▶ _EXCERPTED TEXT_

Herron Keyon Gaston

State Senator

Herron Keyon Gaston

Deputy Majority Leader

Empowering Communities, Driving Change

May 4, 2023

State Senator Herron Keyon Gaston Leads Passage of Legislation on Police Officer Training on Crisis Intervention

Today, state Senator Herron Keyon Gaston (D-Bridgeport), Senate Chair of the Public Safety and Security Committee, lead State Senate passage of a bill that will require police officer training on strategies including crisis intervention. This bill will also develop recommendations on how police officers and social workers may collaborate.

Senate Bill 972, ‘An Act Concerning Crisis Intervention Training For Police Officers And Collaboration Between Police Officers And Social Workers,’ passed the Senate with a unanimous vote and now heads to the House of Representatives.

“Addressing mental health is a collaborative effort and providing our law enforcement officers with proper strategies to intervene in an anxious, hostile, or violent environment may be the solution to safely diffusing the situation,” said Senator Gaston. “We must continue to prioritize mental health with this training and adapt to each situation using proven strategies that work. A joint effort between social workers and law enforcement officers will be beneficial in potentially helping save a life.”

▶ _GIVEN RECORDS_
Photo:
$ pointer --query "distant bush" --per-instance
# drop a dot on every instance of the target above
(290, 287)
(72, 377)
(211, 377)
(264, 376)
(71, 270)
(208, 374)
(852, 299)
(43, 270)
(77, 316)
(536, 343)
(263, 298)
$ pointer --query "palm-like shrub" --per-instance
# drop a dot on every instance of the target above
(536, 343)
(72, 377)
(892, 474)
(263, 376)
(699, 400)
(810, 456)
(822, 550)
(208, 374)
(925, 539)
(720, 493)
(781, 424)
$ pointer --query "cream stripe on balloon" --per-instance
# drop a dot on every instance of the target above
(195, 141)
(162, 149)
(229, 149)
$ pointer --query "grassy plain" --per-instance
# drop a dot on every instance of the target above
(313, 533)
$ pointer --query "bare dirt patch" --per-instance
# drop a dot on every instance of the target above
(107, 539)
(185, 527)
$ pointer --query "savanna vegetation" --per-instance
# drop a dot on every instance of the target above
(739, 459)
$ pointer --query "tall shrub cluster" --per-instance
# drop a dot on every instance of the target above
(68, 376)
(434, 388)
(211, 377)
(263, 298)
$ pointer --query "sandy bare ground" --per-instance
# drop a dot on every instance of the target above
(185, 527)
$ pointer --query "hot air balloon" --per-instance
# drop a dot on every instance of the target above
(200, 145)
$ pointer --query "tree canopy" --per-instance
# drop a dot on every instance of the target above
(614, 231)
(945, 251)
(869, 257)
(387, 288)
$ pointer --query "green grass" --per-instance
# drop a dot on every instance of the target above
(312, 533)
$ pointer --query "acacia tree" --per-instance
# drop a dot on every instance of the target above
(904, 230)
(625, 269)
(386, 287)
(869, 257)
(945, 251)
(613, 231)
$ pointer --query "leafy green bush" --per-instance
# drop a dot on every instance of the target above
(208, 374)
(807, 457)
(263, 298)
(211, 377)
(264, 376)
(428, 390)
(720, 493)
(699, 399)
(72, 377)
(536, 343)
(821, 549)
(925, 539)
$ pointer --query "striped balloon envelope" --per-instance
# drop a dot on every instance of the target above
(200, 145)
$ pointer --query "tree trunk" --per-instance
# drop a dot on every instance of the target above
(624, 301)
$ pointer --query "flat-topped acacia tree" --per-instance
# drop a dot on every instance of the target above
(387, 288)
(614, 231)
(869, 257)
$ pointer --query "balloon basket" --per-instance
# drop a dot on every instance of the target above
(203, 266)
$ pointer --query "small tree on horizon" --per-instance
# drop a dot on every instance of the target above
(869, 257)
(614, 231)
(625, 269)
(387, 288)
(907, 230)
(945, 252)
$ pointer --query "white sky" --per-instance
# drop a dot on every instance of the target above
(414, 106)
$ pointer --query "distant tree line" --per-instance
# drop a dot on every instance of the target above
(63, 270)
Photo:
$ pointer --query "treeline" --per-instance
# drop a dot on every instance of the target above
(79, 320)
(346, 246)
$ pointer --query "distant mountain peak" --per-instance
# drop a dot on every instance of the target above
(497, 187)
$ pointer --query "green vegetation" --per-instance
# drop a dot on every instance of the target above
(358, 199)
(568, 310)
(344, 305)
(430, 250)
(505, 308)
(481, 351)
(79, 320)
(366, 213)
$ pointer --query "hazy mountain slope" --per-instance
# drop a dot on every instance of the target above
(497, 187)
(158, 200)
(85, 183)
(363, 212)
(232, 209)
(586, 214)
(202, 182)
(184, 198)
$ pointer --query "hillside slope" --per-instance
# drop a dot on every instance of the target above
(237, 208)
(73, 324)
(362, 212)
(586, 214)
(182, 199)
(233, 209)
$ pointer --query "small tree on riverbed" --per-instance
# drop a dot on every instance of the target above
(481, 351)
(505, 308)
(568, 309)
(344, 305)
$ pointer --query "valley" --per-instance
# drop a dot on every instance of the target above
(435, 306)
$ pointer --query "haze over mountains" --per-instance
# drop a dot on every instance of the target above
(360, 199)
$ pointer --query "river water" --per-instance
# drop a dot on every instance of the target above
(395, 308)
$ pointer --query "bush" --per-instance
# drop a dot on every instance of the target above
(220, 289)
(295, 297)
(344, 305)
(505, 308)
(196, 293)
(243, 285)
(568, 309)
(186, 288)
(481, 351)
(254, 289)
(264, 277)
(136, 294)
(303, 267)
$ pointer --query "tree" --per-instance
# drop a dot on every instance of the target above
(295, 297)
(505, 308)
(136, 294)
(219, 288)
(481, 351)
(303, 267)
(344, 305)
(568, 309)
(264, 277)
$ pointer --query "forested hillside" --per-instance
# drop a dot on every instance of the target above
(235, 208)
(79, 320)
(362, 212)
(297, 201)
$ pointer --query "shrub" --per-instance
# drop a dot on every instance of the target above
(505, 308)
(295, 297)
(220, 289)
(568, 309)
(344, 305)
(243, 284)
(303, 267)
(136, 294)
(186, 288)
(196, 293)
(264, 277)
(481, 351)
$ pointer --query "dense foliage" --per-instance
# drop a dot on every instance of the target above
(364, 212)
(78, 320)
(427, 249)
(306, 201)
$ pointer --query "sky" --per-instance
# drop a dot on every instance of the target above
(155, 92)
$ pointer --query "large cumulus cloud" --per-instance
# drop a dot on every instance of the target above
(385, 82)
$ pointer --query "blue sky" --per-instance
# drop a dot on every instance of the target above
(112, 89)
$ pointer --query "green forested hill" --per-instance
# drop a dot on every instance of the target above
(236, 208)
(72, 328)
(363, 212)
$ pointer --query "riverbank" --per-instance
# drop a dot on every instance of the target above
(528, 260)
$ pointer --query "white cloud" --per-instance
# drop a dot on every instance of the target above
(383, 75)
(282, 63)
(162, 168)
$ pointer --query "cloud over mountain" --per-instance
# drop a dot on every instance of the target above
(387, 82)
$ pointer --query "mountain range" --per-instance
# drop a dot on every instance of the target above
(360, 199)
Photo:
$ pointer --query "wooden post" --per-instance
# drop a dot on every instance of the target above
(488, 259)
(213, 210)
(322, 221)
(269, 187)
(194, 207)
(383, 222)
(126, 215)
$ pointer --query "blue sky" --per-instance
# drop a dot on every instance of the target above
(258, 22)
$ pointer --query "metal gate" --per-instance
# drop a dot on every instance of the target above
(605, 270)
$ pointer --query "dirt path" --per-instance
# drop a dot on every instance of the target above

▶ _EXERCISE GOAL_
Continue the news item about Senate Bill 972 and police crisis intervention training, picking up after the senator's quoted statement.

▶ _REPLY TO THE EXERCISE_
Currently, each police training program given by the Police Officer Standards and Training Council (POST), the State Police, or a police department must include POST-developed curricula for police officers on interacting with either people who have mental or physical disabilities or are deaf, hard of hearing, or deaf-blind. This bill will require POST to add to the training crisis intervention strategies for police officers to use when interacting with people with mental illness in crisis.

Crisis Intervention Training will help reduce the risk of serious injuries during an interaction between officers and a person with mental illness. According to the National Alliance on Mental Illness, the lack of mental health crisis services across the U.S. has resulted in law enforcement officers serving as first responders to most crises. A Crisis Intervention Team (CIT) program is an innovative, community-based approach to improve the outcomes of these encounters. CIT programs create connections between law enforcement, mental health providers, hospital emergency services and individuals with mental illness and their families.

SB 972 will also work to build relationships between police officers and social workers. A list of recommendations on how police officers can collaborate with social workers will be determined. Police are often the first responders to individuals in distress and sometimes they are the only responders.

The most comprehensive police social work practice is found in Illinois and Wisconsin. Police social workers are employed within more than 35 police departments and provide a variety of services in response to domestic violence, elder abuse and mental health.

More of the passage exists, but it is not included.